Swap "distant treeline" for "far treeline" in the lines of the records from the one containing "of the distant" through the one containing "213], [136, 212]]", both included, and give back only those lines with nothing else changed. Leave the pictures out.
======== Items
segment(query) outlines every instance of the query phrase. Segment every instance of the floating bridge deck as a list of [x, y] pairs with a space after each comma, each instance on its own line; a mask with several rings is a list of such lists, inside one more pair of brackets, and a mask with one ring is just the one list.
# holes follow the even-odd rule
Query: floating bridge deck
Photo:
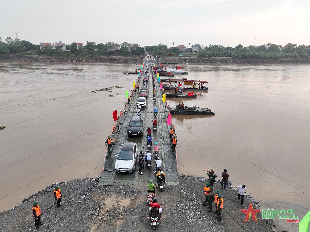
[[[146, 66], [146, 63], [145, 65]], [[148, 181], [149, 180], [156, 179], [154, 174], [156, 164], [154, 155], [152, 156], [151, 170], [148, 170], [144, 163], [143, 175], [139, 175], [139, 167], [136, 166], [140, 151], [142, 151], [145, 154], [148, 150], [146, 137], [146, 129], [148, 127], [152, 129], [153, 145], [157, 142], [160, 146], [159, 155], [162, 161], [162, 168], [165, 173], [166, 184], [179, 184], [177, 172], [176, 149], [175, 153], [172, 151], [169, 135], [170, 126], [167, 125], [166, 121], [169, 109], [166, 103], [162, 102], [163, 90], [160, 89], [159, 83], [153, 71], [151, 61], [149, 63], [148, 69], [149, 80], [147, 85], [148, 90], [148, 97], [147, 99], [146, 107], [142, 107], [141, 109], [141, 116], [143, 121], [143, 135], [141, 137], [137, 138], [128, 137], [127, 135], [127, 129], [129, 121], [133, 116], [137, 116], [137, 102], [140, 96], [139, 90], [137, 90], [136, 92], [134, 92], [132, 94], [129, 104], [126, 104], [123, 111], [123, 115], [119, 118], [118, 123], [117, 124], [118, 128], [117, 127], [116, 131], [111, 134], [111, 138], [115, 140], [115, 142], [111, 148], [111, 154], [106, 153], [104, 170], [99, 181], [99, 185], [145, 185], [147, 184]], [[143, 74], [145, 69], [143, 68], [142, 75], [137, 82], [137, 84], [139, 83], [140, 86], [143, 86]], [[154, 102], [153, 97], [152, 77], [155, 79], [154, 83], [157, 98], [156, 103]], [[158, 109], [157, 117], [154, 117], [154, 109], [155, 107]], [[153, 121], [155, 118], [157, 119], [158, 123], [157, 124], [156, 131], [154, 132], [153, 131]], [[115, 156], [117, 155], [123, 143], [126, 142], [135, 142], [138, 145], [136, 168], [135, 170], [131, 173], [120, 174], [117, 173], [114, 170], [114, 164], [116, 159]], [[150, 151], [152, 153], [153, 149], [153, 147], [151, 148]]]

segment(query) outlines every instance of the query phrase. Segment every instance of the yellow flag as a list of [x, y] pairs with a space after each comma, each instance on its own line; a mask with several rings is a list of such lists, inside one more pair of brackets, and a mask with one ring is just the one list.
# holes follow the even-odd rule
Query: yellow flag
[[162, 102], [165, 102], [166, 101], [166, 94], [164, 94], [162, 95]]

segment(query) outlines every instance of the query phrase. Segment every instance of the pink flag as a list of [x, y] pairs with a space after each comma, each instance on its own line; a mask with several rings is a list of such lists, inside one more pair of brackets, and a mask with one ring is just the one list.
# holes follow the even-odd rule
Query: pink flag
[[169, 114], [168, 117], [167, 118], [167, 125], [171, 125], [171, 114]]

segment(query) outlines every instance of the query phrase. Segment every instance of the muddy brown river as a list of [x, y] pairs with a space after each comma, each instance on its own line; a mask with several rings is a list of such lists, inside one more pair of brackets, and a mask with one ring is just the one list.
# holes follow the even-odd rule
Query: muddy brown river
[[[226, 169], [262, 208], [295, 209], [301, 219], [310, 208], [310, 66], [184, 66], [182, 77], [208, 81], [209, 90], [168, 104], [215, 115], [172, 117], [179, 173]], [[136, 79], [124, 73], [139, 67], [0, 63], [0, 210], [55, 182], [100, 174], [112, 112]], [[125, 88], [89, 92], [115, 85]]]

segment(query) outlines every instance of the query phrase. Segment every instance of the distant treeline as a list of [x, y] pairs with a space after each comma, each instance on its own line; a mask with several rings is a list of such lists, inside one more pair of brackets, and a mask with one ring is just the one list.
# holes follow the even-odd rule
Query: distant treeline
[[[13, 40], [8, 37], [2, 41], [0, 37], [0, 54], [17, 54], [27, 55], [42, 55], [48, 56], [70, 56], [72, 54], [81, 56], [101, 56], [108, 54], [120, 54], [126, 55], [143, 55], [145, 52], [139, 44], [133, 44], [130, 46], [126, 42], [120, 45], [109, 42], [105, 44], [94, 44], [87, 42], [83, 46], [77, 45], [75, 43], [65, 45], [66, 50], [70, 52], [64, 52], [59, 47], [53, 49], [52, 46], [40, 46], [39, 44], [32, 44], [28, 40], [20, 40], [18, 39]], [[61, 41], [55, 43], [63, 44]], [[42, 49], [41, 47], [42, 47]]]
[[[185, 48], [182, 55], [188, 57], [196, 55], [200, 57], [232, 57], [234, 58], [254, 58], [257, 59], [278, 59], [284, 58], [310, 58], [310, 45], [304, 45], [297, 46], [297, 45], [289, 43], [281, 47], [272, 43], [259, 46], [251, 46], [243, 47], [239, 44], [234, 48], [226, 47], [220, 44], [211, 45], [202, 49], [201, 46], [198, 51], [193, 52], [192, 47]], [[177, 47], [168, 48], [166, 45], [160, 44], [158, 45], [148, 46], [145, 50], [155, 55], [167, 54], [179, 55], [179, 50]]]

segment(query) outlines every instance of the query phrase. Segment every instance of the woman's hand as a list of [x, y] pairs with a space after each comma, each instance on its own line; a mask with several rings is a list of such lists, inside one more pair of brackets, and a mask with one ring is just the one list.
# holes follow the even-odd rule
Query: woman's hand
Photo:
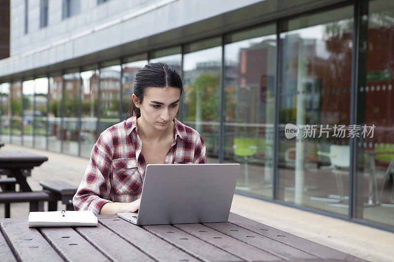
[[139, 208], [140, 201], [141, 199], [139, 198], [132, 202], [109, 202], [102, 206], [100, 214], [108, 215], [117, 213], [136, 212]]

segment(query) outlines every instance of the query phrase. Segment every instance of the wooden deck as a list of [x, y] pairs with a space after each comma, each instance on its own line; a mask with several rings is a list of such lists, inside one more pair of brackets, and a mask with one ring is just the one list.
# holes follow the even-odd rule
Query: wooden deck
[[93, 227], [0, 219], [1, 261], [365, 261], [233, 213], [226, 223], [142, 227], [98, 216]]

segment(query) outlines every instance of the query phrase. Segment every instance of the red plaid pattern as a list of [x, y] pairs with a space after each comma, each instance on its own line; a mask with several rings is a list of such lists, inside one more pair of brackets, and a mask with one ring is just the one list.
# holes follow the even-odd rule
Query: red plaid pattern
[[[134, 116], [100, 135], [72, 199], [76, 210], [98, 214], [108, 202], [131, 202], [140, 197], [146, 164], [136, 119]], [[174, 121], [174, 139], [164, 163], [206, 163], [205, 145], [199, 134], [176, 118]]]

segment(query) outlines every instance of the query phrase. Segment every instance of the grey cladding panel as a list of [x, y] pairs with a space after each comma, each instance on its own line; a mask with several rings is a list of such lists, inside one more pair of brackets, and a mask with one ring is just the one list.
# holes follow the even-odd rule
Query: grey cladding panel
[[[21, 223], [22, 222], [22, 223]], [[26, 227], [21, 227], [21, 224]], [[27, 218], [0, 221], [3, 235], [11, 243], [15, 256], [22, 261], [63, 261], [35, 228], [28, 227]]]
[[143, 228], [121, 218], [118, 219], [100, 218], [98, 221], [158, 261], [198, 261]]
[[89, 242], [71, 228], [41, 228], [43, 235], [67, 261], [108, 261]]
[[299, 249], [227, 222], [204, 223], [203, 225], [263, 250], [277, 256], [282, 256], [287, 259], [317, 258], [315, 256]]
[[348, 261], [365, 261], [351, 255], [271, 228], [234, 213], [230, 212], [229, 222], [320, 258], [346, 260]]
[[[113, 218], [112, 219], [120, 219]], [[97, 228], [78, 227], [75, 230], [113, 261], [154, 261], [135, 247], [98, 223]]]
[[2, 234], [0, 235], [0, 254], [1, 254], [1, 259], [3, 261], [16, 261], [12, 251]]

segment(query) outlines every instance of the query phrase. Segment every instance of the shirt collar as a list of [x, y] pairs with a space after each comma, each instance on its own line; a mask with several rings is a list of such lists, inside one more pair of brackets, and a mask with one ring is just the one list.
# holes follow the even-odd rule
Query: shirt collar
[[[137, 127], [137, 116], [135, 115], [129, 117], [126, 120], [126, 130], [127, 135], [130, 136], [134, 129], [138, 133], [138, 127]], [[185, 129], [184, 125], [176, 119], [174, 118], [174, 137], [176, 139], [178, 136], [183, 140], [188, 140], [187, 133]]]

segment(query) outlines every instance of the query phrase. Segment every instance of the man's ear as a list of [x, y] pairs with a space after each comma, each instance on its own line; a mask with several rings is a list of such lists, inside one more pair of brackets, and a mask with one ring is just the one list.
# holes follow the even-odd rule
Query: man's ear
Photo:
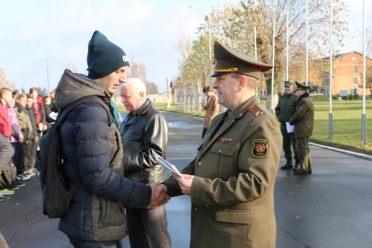
[[144, 93], [141, 92], [139, 93], [139, 99], [142, 100], [143, 99], [143, 97], [144, 97]]
[[243, 75], [240, 76], [239, 77], [239, 91], [241, 91], [243, 89], [246, 87], [247, 83], [248, 82], [246, 77], [244, 76]]

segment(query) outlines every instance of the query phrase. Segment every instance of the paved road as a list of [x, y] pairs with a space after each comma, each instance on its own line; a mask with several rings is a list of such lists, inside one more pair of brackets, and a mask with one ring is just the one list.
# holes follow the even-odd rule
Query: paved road
[[[169, 125], [167, 158], [179, 169], [191, 161], [201, 141], [200, 119], [164, 113]], [[275, 205], [277, 248], [372, 247], [372, 162], [310, 146], [313, 174], [294, 176], [279, 170]], [[281, 164], [285, 163], [282, 157]], [[36, 178], [0, 203], [0, 231], [11, 248], [71, 247], [58, 220], [41, 213]], [[190, 198], [167, 205], [175, 248], [188, 247]], [[123, 240], [129, 247], [128, 238]]]

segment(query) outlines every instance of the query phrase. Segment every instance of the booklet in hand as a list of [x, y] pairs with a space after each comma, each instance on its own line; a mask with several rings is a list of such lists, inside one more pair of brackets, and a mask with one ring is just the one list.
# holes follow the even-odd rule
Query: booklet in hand
[[185, 179], [181, 174], [181, 173], [180, 173], [180, 172], [178, 171], [178, 170], [177, 170], [177, 168], [176, 168], [174, 164], [172, 164], [168, 160], [164, 159], [164, 158], [161, 157], [161, 156], [159, 155], [154, 150], [153, 150], [152, 151], [153, 156], [155, 158], [155, 161], [158, 162], [160, 164], [162, 164], [166, 168], [168, 168], [168, 169], [170, 170], [171, 172], [174, 172], [180, 177], [181, 177], [181, 178], [183, 178], [184, 179]]

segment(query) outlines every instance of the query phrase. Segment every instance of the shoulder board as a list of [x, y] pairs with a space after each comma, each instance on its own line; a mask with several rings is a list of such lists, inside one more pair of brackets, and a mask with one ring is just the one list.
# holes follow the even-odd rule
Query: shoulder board
[[248, 108], [248, 110], [254, 116], [257, 116], [259, 115], [264, 115], [264, 113], [256, 105]]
================
Reply:
segment(query) outlines every instance of the query phrase. Segment every instance of the far treeline as a list of [x, y] pairs with a space after each comma, each instance on its own line; a mask with several rings is a list of such lists, inside one more pair of brackets, and a mask with one ring is just the one list.
# holes follow the even-odd rule
Query: far treeline
[[[13, 40], [8, 37], [2, 41], [0, 37], [0, 54], [17, 54], [27, 55], [42, 55], [48, 56], [70, 56], [72, 54], [81, 56], [101, 56], [108, 54], [120, 54], [126, 55], [143, 55], [145, 52], [139, 44], [133, 44], [130, 46], [126, 42], [120, 45], [109, 42], [105, 44], [94, 44], [87, 42], [83, 46], [77, 45], [75, 43], [65, 45], [66, 50], [70, 52], [64, 52], [59, 47], [53, 49], [52, 46], [40, 46], [39, 44], [32, 44], [28, 40], [20, 40], [18, 39]], [[61, 41], [55, 43], [63, 44]], [[42, 49], [41, 47], [42, 47]]]
[[[185, 48], [182, 55], [188, 57], [196, 55], [200, 57], [232, 57], [234, 58], [254, 58], [257, 59], [278, 59], [284, 58], [310, 58], [310, 45], [304, 45], [297, 46], [297, 45], [289, 43], [281, 47], [272, 43], [259, 46], [251, 46], [243, 47], [239, 44], [234, 48], [226, 47], [220, 44], [211, 45], [202, 49], [201, 46], [198, 51], [193, 52], [192, 47]], [[177, 47], [168, 48], [166, 45], [160, 44], [158, 45], [148, 46], [145, 50], [155, 55], [167, 54], [179, 55], [179, 50]]]

segment(query) outlines every instance of the query phrase. Segment every instance of the woman's hand as a list of [x, y] pairs with a space after each comma, each instance on its own line; a mask with several rings is a list of such lists, inside one more pair of brackets, and a mask with one ring is just the one list.
# holes follow the even-odd rule
Query: woman's hand
Photo:
[[139, 208], [140, 201], [141, 199], [139, 198], [132, 202], [109, 202], [102, 206], [100, 214], [108, 215], [117, 213], [136, 212]]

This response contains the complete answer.